◆ **Exercise objective**:
Reproduce the records character for character, from their first line up to and including the line that contains "box: [353, 277, 441, 328]".

◆ **Stored items**:
%%

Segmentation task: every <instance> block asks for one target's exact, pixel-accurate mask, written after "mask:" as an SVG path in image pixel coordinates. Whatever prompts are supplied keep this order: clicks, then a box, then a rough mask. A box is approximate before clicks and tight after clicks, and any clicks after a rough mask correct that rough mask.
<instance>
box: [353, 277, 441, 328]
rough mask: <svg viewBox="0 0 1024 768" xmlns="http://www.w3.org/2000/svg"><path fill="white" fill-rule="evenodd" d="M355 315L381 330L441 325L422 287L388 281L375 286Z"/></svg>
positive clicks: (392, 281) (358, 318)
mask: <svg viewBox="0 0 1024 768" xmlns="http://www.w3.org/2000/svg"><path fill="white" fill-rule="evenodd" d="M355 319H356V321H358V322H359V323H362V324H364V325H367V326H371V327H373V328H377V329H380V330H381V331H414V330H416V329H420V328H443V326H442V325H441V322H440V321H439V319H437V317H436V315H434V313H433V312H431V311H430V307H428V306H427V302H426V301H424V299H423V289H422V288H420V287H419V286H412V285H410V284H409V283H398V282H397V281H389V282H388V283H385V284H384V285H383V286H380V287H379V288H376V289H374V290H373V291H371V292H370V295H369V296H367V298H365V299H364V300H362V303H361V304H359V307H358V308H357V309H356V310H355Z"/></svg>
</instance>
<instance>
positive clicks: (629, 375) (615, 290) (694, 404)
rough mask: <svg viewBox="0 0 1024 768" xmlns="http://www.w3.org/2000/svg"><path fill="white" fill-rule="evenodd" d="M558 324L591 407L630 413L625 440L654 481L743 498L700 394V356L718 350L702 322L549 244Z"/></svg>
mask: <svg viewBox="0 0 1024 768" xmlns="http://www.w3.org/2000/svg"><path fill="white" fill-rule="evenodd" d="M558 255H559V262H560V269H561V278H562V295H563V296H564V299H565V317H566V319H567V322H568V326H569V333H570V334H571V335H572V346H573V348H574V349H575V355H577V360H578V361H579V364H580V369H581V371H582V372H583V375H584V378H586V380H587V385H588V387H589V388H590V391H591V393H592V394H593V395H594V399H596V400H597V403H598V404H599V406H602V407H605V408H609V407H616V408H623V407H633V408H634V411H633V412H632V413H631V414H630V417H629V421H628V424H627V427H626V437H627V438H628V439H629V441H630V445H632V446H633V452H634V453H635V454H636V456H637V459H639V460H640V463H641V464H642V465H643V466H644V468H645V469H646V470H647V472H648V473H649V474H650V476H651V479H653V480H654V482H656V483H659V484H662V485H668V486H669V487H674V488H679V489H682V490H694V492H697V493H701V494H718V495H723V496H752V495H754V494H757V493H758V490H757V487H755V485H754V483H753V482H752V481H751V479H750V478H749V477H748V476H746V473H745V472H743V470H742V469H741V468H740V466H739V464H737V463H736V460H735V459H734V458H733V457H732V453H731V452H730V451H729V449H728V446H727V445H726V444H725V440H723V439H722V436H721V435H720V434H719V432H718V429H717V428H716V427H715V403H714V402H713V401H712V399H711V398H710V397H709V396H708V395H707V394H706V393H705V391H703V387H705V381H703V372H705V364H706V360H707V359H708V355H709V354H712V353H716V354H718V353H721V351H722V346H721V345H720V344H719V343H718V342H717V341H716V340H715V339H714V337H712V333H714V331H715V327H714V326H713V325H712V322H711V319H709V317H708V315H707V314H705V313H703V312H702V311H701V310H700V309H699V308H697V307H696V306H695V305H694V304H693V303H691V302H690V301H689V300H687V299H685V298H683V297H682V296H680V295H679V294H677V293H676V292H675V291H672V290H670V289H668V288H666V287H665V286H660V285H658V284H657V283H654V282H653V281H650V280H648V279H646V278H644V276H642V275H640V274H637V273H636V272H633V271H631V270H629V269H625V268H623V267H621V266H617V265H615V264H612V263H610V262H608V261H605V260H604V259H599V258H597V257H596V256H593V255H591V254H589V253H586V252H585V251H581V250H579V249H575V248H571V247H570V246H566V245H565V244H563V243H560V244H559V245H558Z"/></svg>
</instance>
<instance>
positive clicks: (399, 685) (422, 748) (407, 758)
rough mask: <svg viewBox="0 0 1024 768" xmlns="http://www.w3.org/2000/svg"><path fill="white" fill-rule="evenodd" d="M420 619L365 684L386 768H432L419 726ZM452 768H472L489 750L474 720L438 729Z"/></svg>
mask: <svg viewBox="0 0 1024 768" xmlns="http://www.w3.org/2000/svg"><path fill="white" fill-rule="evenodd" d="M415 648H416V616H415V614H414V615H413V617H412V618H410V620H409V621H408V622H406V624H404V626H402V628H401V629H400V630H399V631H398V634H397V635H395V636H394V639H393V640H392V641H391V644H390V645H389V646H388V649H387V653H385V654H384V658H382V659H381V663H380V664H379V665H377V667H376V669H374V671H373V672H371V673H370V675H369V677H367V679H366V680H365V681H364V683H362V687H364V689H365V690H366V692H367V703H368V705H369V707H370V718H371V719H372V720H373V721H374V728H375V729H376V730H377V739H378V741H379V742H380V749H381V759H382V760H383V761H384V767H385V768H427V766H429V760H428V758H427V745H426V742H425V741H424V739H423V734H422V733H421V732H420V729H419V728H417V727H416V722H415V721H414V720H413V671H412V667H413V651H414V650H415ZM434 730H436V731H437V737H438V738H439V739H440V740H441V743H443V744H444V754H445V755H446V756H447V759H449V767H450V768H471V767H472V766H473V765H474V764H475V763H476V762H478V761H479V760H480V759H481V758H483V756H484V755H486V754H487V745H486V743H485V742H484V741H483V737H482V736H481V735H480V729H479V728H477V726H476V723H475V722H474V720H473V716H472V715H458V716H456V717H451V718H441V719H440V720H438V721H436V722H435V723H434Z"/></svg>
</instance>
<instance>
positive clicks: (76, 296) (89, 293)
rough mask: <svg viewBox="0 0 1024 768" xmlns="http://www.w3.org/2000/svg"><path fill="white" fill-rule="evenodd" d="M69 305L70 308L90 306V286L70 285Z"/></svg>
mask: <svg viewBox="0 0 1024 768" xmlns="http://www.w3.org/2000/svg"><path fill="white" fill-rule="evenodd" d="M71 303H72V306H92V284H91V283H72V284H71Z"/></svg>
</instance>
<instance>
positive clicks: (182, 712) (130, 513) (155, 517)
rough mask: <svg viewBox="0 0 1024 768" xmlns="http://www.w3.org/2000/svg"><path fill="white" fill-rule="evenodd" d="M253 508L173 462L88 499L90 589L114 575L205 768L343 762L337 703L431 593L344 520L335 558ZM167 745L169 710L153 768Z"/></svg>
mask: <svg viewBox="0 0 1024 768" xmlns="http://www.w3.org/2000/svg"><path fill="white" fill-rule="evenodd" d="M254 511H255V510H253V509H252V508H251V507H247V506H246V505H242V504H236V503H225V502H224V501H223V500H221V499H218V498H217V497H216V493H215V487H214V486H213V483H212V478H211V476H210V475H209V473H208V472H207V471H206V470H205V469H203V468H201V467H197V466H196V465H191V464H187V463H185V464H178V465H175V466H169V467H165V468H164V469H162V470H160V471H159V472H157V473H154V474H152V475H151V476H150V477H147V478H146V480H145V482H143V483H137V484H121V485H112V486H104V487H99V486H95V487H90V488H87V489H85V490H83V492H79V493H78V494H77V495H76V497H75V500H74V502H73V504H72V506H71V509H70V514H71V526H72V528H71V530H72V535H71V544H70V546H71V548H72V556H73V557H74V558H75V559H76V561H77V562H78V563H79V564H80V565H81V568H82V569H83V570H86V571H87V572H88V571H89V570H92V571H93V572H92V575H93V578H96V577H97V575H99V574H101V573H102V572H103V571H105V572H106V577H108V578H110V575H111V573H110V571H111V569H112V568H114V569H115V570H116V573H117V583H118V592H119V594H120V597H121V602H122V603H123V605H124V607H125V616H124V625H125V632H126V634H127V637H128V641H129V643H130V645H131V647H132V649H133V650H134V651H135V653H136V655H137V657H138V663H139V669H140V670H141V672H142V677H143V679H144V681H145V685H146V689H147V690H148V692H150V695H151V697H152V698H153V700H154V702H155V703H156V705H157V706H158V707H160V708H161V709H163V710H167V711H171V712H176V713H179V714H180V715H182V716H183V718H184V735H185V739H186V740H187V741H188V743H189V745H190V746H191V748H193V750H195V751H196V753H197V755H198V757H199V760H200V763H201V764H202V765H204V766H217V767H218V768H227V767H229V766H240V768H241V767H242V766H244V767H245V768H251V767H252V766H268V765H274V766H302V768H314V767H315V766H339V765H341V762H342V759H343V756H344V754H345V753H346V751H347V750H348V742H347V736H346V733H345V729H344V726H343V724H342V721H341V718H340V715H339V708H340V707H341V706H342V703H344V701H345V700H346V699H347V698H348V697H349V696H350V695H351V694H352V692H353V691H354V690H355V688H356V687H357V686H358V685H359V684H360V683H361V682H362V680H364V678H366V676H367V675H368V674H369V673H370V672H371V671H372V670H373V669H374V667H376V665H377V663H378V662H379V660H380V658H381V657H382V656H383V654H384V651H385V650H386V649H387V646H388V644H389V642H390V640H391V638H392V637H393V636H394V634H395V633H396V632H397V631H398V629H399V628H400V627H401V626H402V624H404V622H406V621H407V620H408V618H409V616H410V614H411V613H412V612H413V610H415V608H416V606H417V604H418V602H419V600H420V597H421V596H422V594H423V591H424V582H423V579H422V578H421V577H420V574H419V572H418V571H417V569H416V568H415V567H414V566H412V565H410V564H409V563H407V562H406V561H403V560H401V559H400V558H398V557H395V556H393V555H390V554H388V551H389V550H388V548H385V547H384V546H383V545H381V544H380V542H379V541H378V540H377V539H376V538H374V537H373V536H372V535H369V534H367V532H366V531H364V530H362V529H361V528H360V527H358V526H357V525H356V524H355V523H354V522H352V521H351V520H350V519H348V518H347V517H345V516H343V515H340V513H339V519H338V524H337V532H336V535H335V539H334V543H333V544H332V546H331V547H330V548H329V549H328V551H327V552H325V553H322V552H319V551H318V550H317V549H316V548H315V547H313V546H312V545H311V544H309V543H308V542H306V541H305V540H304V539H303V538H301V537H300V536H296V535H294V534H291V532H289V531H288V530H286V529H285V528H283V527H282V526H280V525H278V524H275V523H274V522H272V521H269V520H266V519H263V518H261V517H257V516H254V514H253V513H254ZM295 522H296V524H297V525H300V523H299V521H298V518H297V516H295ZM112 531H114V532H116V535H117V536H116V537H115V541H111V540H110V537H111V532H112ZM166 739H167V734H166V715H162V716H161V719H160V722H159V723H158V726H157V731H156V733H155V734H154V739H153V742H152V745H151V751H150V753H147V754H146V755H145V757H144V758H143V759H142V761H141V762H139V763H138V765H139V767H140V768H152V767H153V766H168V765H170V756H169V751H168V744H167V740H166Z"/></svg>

%%

◆ **Answer for the task**:
Segmentation task: every <instance> block asks for one target's exact, pixel-accurate mask, written after "mask:" as an SVG path in image pixel coordinates. Whatever prompts are supplied keep this order: clicks, then a box, then a rough mask. A box is approximate before clicks and tight after clicks, and any clicks after a rough mask correct that rough mask.
<instance>
box: [353, 277, 441, 328]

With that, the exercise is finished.